**ENTRIES:**
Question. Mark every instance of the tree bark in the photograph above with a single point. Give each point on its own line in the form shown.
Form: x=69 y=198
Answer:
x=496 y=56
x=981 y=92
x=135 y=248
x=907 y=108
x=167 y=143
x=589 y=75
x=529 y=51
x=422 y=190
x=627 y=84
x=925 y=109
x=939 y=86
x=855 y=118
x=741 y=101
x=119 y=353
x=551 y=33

**DO THIS:**
Can you rewrite the lines above with "tree bark" changed to "tree trunk" and every other word left as it is?

**ANSWER TO THE PROBLEM:**
Question. Mark every instance of the tree trunk in the photograph above with a single point. Give each point on its own line in the form shown.
Form: x=69 y=198
Answer:
x=496 y=56
x=981 y=92
x=135 y=248
x=907 y=108
x=167 y=143
x=589 y=75
x=529 y=51
x=422 y=190
x=627 y=84
x=925 y=109
x=939 y=86
x=855 y=118
x=741 y=101
x=119 y=353
x=551 y=33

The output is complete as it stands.